§ **Work task**
Lines below starting with the line with "Highlight rock on hillside." and going on through the line with "Highlight shadow on grass." must be output exactly; the rest of the records must be left out.

(Collected data)
────────────────

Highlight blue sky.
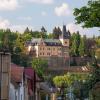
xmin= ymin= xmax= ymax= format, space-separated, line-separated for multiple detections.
xmin=0 ymin=0 xmax=99 ymax=37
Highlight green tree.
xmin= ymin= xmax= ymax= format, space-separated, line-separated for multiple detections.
xmin=24 ymin=27 xmax=30 ymax=34
xmin=95 ymin=36 xmax=100 ymax=47
xmin=40 ymin=26 xmax=47 ymax=38
xmin=0 ymin=29 xmax=18 ymax=52
xmin=47 ymin=33 xmax=54 ymax=39
xmin=78 ymin=36 xmax=85 ymax=57
xmin=83 ymin=60 xmax=100 ymax=99
xmin=70 ymin=32 xmax=81 ymax=56
xmin=74 ymin=0 xmax=100 ymax=28
xmin=53 ymin=74 xmax=74 ymax=88
xmin=31 ymin=58 xmax=48 ymax=77
xmin=52 ymin=27 xmax=62 ymax=39
xmin=12 ymin=33 xmax=30 ymax=66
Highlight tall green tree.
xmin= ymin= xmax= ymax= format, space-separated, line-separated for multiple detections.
xmin=24 ymin=27 xmax=30 ymax=34
xmin=53 ymin=27 xmax=62 ymax=39
xmin=70 ymin=32 xmax=81 ymax=56
xmin=74 ymin=0 xmax=100 ymax=28
xmin=40 ymin=26 xmax=47 ymax=38
xmin=32 ymin=58 xmax=48 ymax=77
xmin=78 ymin=36 xmax=85 ymax=57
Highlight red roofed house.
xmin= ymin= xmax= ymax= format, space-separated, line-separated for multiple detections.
xmin=24 ymin=67 xmax=36 ymax=100
xmin=9 ymin=63 xmax=24 ymax=100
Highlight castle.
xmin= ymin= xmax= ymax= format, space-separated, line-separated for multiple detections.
xmin=26 ymin=25 xmax=70 ymax=58
xmin=26 ymin=25 xmax=70 ymax=71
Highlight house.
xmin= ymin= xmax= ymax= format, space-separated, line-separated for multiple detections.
xmin=24 ymin=67 xmax=52 ymax=100
xmin=9 ymin=63 xmax=24 ymax=100
xmin=9 ymin=64 xmax=43 ymax=100
xmin=24 ymin=67 xmax=37 ymax=100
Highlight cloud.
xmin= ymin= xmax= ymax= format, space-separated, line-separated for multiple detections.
xmin=29 ymin=0 xmax=53 ymax=4
xmin=0 ymin=17 xmax=34 ymax=33
xmin=55 ymin=3 xmax=71 ymax=17
xmin=10 ymin=25 xmax=34 ymax=33
xmin=0 ymin=0 xmax=19 ymax=11
xmin=18 ymin=16 xmax=32 ymax=21
xmin=0 ymin=17 xmax=10 ymax=29
xmin=66 ymin=23 xmax=93 ymax=37
xmin=41 ymin=11 xmax=47 ymax=16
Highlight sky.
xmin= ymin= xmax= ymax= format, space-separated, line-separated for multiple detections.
xmin=0 ymin=0 xmax=99 ymax=37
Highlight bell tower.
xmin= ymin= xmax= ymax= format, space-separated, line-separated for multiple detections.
xmin=59 ymin=25 xmax=70 ymax=47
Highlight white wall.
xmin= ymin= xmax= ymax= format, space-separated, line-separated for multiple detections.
xmin=9 ymin=83 xmax=15 ymax=100
xmin=9 ymin=81 xmax=24 ymax=100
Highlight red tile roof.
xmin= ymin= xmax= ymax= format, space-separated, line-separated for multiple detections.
xmin=24 ymin=67 xmax=35 ymax=79
xmin=24 ymin=67 xmax=42 ymax=82
xmin=11 ymin=63 xmax=24 ymax=83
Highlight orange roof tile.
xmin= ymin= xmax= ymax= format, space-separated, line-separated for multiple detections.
xmin=11 ymin=63 xmax=24 ymax=83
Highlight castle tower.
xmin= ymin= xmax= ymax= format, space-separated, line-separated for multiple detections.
xmin=59 ymin=25 xmax=70 ymax=47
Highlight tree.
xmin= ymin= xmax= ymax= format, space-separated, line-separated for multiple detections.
xmin=78 ymin=36 xmax=85 ymax=57
xmin=70 ymin=32 xmax=81 ymax=56
xmin=74 ymin=0 xmax=100 ymax=28
xmin=12 ymin=33 xmax=30 ymax=66
xmin=24 ymin=27 xmax=30 ymax=34
xmin=31 ymin=58 xmax=48 ymax=77
xmin=95 ymin=36 xmax=100 ymax=47
xmin=53 ymin=73 xmax=88 ymax=99
xmin=41 ymin=26 xmax=47 ymax=33
xmin=0 ymin=29 xmax=18 ymax=52
xmin=53 ymin=27 xmax=62 ymax=39
xmin=53 ymin=75 xmax=69 ymax=87
xmin=53 ymin=74 xmax=73 ymax=99
xmin=40 ymin=26 xmax=47 ymax=38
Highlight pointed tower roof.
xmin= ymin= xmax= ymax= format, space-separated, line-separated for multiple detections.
xmin=60 ymin=25 xmax=70 ymax=39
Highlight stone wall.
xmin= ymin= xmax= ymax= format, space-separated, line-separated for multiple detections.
xmin=70 ymin=57 xmax=94 ymax=66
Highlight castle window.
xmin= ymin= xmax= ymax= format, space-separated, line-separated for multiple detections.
xmin=53 ymin=48 xmax=55 ymax=50
xmin=58 ymin=48 xmax=61 ymax=50
xmin=65 ymin=41 xmax=67 ymax=44
xmin=47 ymin=53 xmax=50 ymax=56
xmin=47 ymin=48 xmax=50 ymax=50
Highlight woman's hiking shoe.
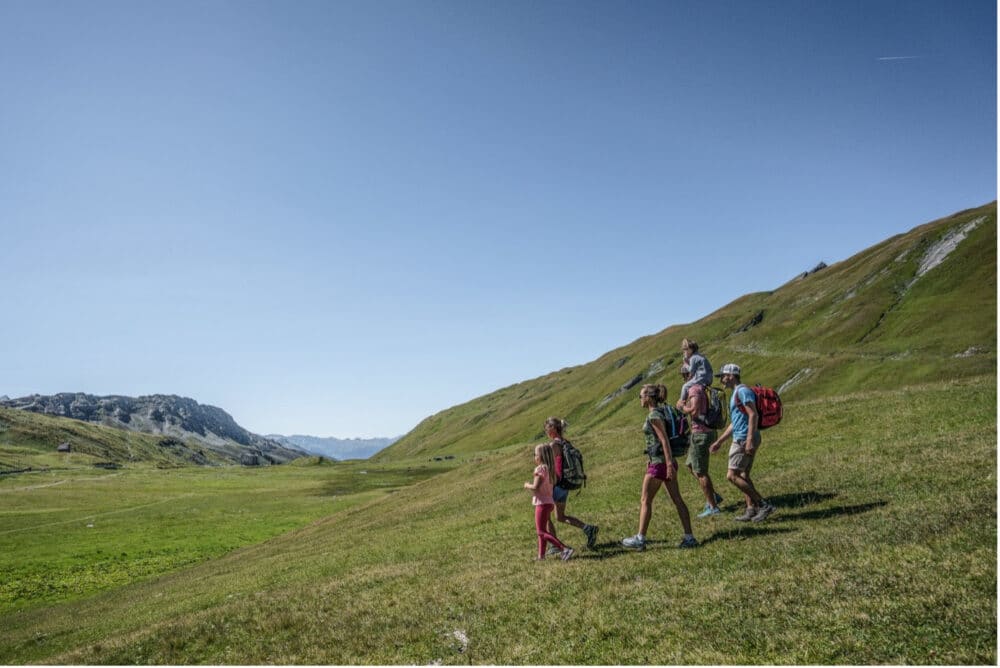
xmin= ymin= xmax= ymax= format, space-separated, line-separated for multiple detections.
xmin=751 ymin=503 xmax=776 ymax=522
xmin=697 ymin=504 xmax=721 ymax=518
xmin=621 ymin=534 xmax=646 ymax=551
xmin=583 ymin=524 xmax=599 ymax=549
xmin=678 ymin=535 xmax=699 ymax=549
xmin=560 ymin=547 xmax=575 ymax=561
xmin=734 ymin=505 xmax=758 ymax=522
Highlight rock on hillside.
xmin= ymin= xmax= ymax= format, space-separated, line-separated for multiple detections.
xmin=0 ymin=393 xmax=305 ymax=465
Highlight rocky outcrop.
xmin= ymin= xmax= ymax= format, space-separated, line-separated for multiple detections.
xmin=795 ymin=262 xmax=828 ymax=280
xmin=0 ymin=393 xmax=304 ymax=465
xmin=914 ymin=217 xmax=985 ymax=281
xmin=737 ymin=310 xmax=765 ymax=333
xmin=596 ymin=373 xmax=645 ymax=409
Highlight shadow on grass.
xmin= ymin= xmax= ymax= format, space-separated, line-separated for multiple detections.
xmin=572 ymin=531 xmax=793 ymax=559
xmin=697 ymin=525 xmax=798 ymax=546
xmin=767 ymin=490 xmax=839 ymax=508
xmin=715 ymin=490 xmax=838 ymax=512
xmin=777 ymin=499 xmax=888 ymax=522
xmin=571 ymin=493 xmax=886 ymax=559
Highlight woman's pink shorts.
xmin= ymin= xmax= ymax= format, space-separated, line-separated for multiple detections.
xmin=647 ymin=462 xmax=669 ymax=481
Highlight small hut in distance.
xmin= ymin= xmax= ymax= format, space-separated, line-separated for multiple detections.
xmin=57 ymin=442 xmax=71 ymax=453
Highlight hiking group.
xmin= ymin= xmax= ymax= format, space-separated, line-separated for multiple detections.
xmin=524 ymin=337 xmax=780 ymax=561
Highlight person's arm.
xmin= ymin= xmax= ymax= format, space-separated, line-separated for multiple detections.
xmin=679 ymin=392 xmax=699 ymax=417
xmin=524 ymin=467 xmax=544 ymax=491
xmin=709 ymin=424 xmax=733 ymax=453
xmin=649 ymin=418 xmax=675 ymax=479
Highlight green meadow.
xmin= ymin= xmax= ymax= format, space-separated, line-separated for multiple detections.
xmin=1 ymin=377 xmax=994 ymax=664
xmin=0 ymin=204 xmax=995 ymax=664
xmin=0 ymin=460 xmax=451 ymax=616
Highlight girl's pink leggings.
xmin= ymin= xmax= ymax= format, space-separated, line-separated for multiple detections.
xmin=535 ymin=503 xmax=566 ymax=558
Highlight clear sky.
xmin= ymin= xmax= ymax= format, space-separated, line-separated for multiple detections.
xmin=1 ymin=0 xmax=995 ymax=437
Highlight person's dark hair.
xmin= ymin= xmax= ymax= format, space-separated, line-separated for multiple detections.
xmin=544 ymin=417 xmax=567 ymax=438
xmin=640 ymin=383 xmax=668 ymax=405
xmin=681 ymin=337 xmax=699 ymax=353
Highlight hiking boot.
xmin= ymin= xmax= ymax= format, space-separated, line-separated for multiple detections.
xmin=546 ymin=546 xmax=561 ymax=556
xmin=621 ymin=534 xmax=646 ymax=551
xmin=734 ymin=505 xmax=758 ymax=522
xmin=678 ymin=535 xmax=699 ymax=549
xmin=560 ymin=547 xmax=575 ymax=561
xmin=697 ymin=504 xmax=721 ymax=518
xmin=583 ymin=524 xmax=599 ymax=549
xmin=751 ymin=502 xmax=776 ymax=523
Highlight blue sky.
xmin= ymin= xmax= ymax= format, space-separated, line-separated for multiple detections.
xmin=1 ymin=0 xmax=995 ymax=437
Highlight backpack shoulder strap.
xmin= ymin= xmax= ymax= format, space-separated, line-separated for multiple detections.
xmin=662 ymin=406 xmax=676 ymax=437
xmin=734 ymin=384 xmax=749 ymax=411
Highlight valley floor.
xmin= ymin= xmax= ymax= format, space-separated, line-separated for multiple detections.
xmin=1 ymin=376 xmax=995 ymax=664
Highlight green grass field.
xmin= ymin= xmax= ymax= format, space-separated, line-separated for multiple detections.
xmin=2 ymin=205 xmax=994 ymax=664
xmin=0 ymin=460 xmax=452 ymax=616
xmin=1 ymin=376 xmax=994 ymax=664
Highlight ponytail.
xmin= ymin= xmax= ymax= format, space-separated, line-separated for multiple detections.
xmin=544 ymin=416 xmax=568 ymax=438
xmin=640 ymin=383 xmax=668 ymax=405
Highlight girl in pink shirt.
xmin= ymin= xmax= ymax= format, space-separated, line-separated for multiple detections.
xmin=523 ymin=443 xmax=574 ymax=561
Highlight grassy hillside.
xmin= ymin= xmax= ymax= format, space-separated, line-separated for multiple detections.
xmin=1 ymin=203 xmax=994 ymax=664
xmin=376 ymin=202 xmax=996 ymax=460
xmin=2 ymin=376 xmax=994 ymax=664
xmin=0 ymin=406 xmax=227 ymax=470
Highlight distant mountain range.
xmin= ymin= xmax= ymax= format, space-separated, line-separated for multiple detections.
xmin=266 ymin=434 xmax=399 ymax=460
xmin=0 ymin=393 xmax=307 ymax=465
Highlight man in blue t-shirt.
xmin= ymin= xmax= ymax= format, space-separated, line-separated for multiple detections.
xmin=709 ymin=363 xmax=776 ymax=522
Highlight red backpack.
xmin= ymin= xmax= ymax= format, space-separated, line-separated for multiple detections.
xmin=735 ymin=384 xmax=783 ymax=429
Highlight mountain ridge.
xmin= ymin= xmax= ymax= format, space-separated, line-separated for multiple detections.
xmin=0 ymin=392 xmax=305 ymax=465
xmin=266 ymin=434 xmax=400 ymax=460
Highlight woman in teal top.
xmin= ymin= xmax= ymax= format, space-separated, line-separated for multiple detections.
xmin=621 ymin=383 xmax=697 ymax=550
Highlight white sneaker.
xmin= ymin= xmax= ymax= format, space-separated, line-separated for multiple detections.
xmin=751 ymin=503 xmax=776 ymax=522
xmin=621 ymin=534 xmax=646 ymax=551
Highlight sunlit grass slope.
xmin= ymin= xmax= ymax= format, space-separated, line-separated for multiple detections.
xmin=0 ymin=406 xmax=225 ymax=470
xmin=376 ymin=202 xmax=995 ymax=460
xmin=2 ymin=377 xmax=993 ymax=664
xmin=0 ymin=461 xmax=451 ymax=615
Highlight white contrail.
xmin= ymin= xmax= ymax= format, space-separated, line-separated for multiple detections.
xmin=877 ymin=56 xmax=921 ymax=61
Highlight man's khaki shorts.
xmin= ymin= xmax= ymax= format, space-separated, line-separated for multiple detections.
xmin=728 ymin=432 xmax=761 ymax=473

────────────────

§ **Answer box**
Highlight rock on hillside.
xmin= ymin= xmax= ymax= format, space-separated, line-separated for multiple detections.
xmin=0 ymin=393 xmax=305 ymax=465
Highlight rocky outcrop.
xmin= ymin= xmax= ymax= format, space-separated, line-separated for multiple detections.
xmin=795 ymin=262 xmax=828 ymax=280
xmin=0 ymin=393 xmax=304 ymax=465
xmin=914 ymin=217 xmax=985 ymax=281
xmin=737 ymin=310 xmax=765 ymax=333
xmin=596 ymin=373 xmax=645 ymax=409
Highlight shadow on grass.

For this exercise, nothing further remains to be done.